_Excerpts from point annotation records:_
----------------------------------------

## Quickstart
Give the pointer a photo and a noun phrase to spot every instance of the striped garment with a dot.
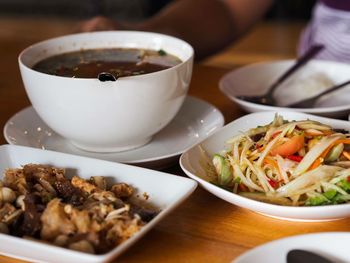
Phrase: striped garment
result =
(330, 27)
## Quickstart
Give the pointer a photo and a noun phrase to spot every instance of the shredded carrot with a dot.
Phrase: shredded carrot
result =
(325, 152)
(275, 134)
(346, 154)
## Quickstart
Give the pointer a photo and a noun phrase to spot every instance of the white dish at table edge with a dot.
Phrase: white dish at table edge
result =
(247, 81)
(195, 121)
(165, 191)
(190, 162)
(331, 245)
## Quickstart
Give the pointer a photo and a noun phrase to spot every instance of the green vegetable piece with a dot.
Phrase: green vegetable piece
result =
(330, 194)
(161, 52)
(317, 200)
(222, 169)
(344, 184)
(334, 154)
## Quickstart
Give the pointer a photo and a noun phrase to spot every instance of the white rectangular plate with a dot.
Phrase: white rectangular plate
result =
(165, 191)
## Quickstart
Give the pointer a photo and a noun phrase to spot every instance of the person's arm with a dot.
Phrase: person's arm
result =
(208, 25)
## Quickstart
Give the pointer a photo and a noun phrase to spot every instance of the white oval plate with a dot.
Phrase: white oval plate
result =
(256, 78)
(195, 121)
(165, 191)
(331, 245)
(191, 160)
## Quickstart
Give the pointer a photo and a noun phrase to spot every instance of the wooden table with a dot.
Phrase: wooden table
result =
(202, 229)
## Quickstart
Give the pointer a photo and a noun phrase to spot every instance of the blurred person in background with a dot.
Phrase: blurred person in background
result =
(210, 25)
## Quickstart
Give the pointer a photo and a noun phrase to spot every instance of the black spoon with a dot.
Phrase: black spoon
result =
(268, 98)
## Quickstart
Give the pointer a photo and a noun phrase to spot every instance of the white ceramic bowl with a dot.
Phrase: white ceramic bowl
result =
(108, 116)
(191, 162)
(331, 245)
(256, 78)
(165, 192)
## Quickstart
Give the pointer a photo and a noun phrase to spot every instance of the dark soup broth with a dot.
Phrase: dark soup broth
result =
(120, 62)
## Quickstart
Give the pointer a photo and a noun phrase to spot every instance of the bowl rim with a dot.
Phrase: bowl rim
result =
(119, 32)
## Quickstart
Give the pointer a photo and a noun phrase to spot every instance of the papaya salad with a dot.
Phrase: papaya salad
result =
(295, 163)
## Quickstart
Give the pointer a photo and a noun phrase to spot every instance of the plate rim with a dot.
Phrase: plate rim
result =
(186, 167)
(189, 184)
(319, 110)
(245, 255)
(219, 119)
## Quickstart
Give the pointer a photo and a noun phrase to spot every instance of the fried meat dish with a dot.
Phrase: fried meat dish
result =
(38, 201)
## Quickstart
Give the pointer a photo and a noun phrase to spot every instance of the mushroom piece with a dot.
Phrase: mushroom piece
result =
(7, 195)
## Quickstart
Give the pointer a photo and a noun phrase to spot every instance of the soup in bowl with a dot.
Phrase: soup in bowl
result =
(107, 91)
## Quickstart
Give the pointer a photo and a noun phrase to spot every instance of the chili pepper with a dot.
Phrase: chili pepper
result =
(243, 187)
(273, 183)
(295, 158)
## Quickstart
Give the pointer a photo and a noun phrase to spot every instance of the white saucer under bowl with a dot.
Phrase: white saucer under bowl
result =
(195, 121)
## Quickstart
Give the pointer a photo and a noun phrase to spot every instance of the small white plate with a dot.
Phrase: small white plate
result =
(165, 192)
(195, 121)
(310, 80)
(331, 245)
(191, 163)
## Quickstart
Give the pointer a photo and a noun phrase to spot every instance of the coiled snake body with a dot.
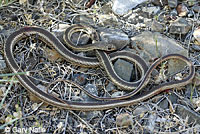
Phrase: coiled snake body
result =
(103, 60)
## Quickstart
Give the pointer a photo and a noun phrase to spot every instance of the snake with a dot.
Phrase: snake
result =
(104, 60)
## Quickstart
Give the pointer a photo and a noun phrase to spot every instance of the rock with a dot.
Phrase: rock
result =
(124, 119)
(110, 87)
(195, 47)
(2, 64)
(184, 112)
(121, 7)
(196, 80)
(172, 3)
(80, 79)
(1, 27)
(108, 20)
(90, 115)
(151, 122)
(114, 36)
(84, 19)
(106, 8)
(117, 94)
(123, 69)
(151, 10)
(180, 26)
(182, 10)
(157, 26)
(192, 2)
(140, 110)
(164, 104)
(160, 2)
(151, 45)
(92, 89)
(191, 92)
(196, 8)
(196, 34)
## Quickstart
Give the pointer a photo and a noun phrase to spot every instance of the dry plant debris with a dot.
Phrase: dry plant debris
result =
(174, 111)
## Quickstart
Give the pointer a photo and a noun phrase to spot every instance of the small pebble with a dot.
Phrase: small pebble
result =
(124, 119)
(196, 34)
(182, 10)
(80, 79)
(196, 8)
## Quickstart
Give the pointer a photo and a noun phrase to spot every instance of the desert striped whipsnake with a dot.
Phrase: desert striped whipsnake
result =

----------------------------------------

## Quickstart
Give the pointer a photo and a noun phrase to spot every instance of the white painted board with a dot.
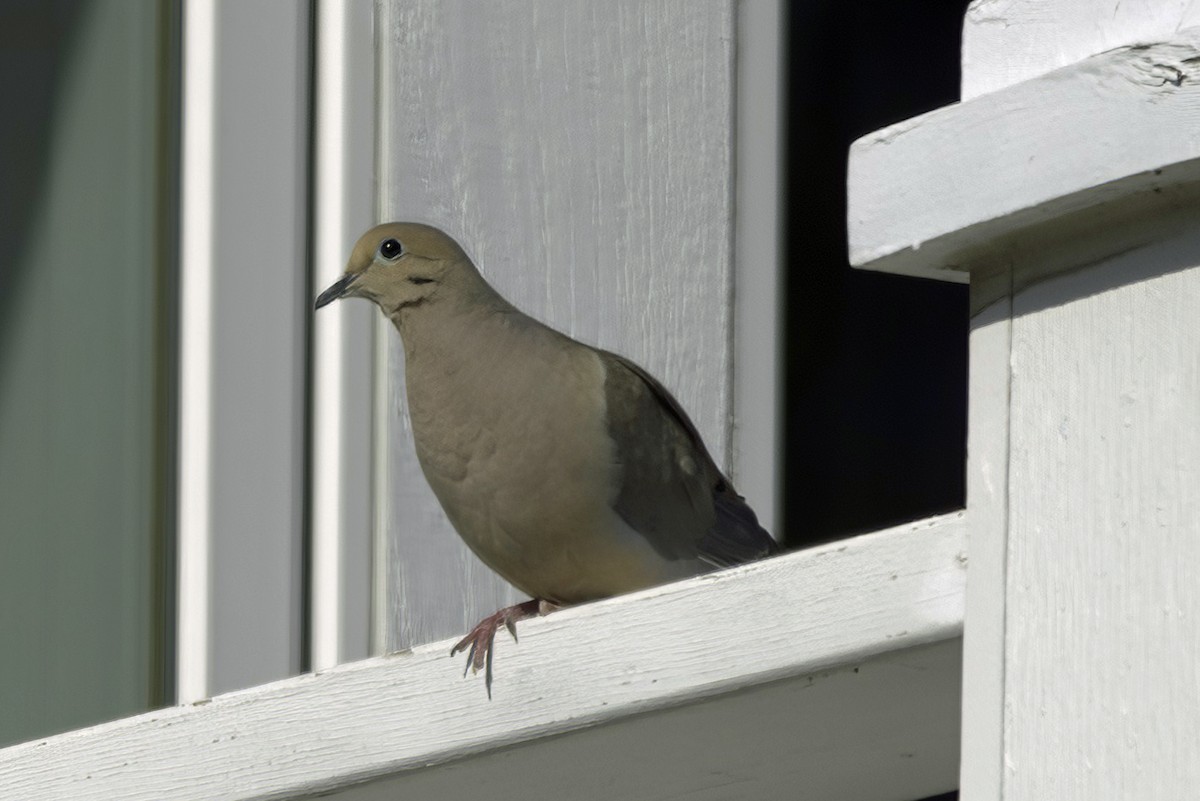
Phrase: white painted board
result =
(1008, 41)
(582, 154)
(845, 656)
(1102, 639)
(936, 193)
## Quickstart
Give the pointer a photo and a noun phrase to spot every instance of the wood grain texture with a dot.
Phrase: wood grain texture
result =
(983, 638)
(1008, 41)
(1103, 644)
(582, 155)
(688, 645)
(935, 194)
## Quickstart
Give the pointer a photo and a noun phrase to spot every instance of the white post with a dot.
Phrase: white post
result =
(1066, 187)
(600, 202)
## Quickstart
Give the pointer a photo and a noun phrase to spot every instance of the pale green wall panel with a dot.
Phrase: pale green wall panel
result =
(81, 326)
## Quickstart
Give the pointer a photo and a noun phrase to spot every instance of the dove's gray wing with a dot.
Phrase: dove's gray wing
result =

----------------------------------------

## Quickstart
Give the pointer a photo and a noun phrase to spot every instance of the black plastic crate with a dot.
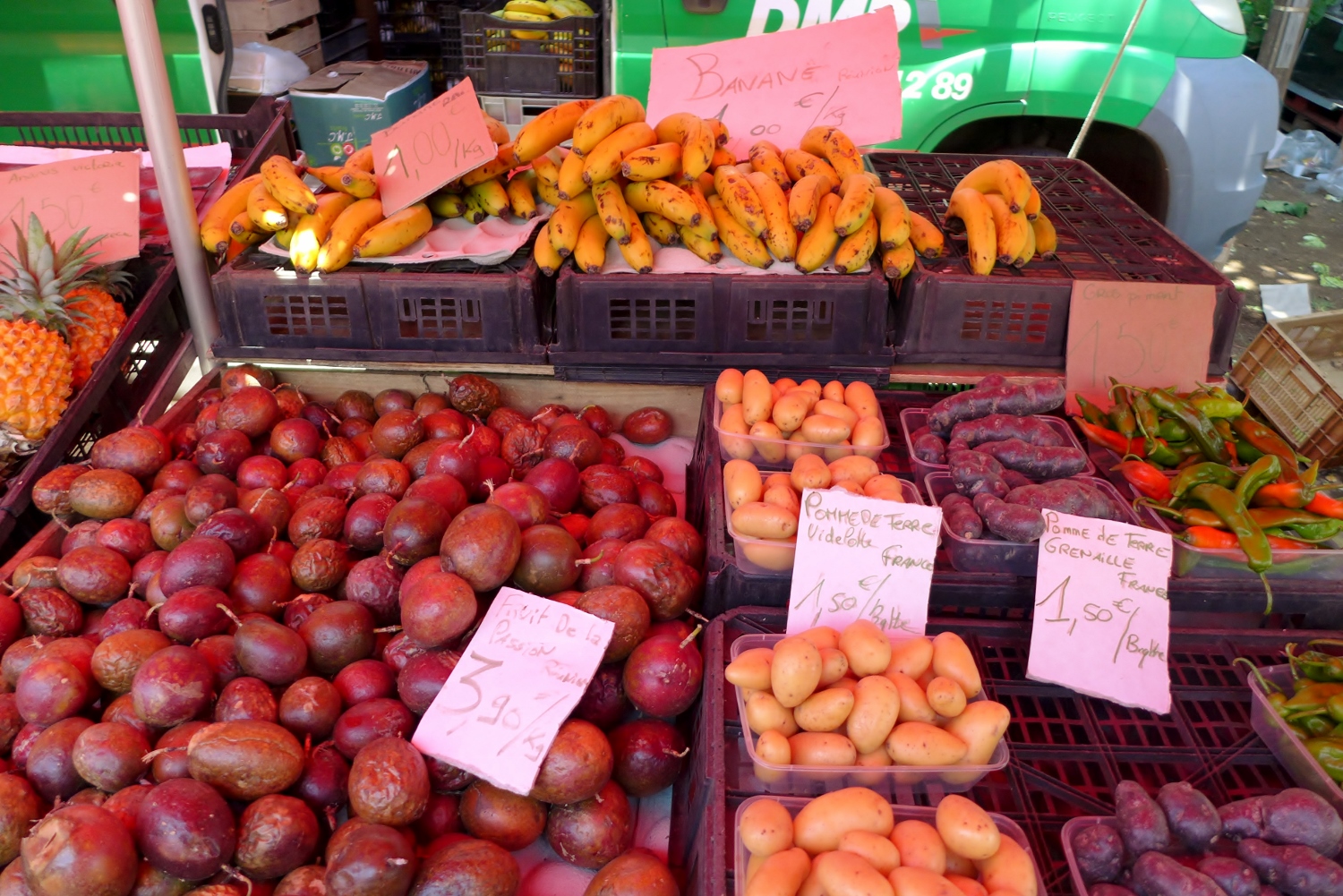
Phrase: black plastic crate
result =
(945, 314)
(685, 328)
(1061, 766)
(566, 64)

----------------------------------------

_What the task asks:_ Return every line of the records that contains the string "wing".

_Task result:_
Give the pointer a photo and a noun phrase to spot every instance of the dove's gray wing with a dot.
Phrase: dove's gray wing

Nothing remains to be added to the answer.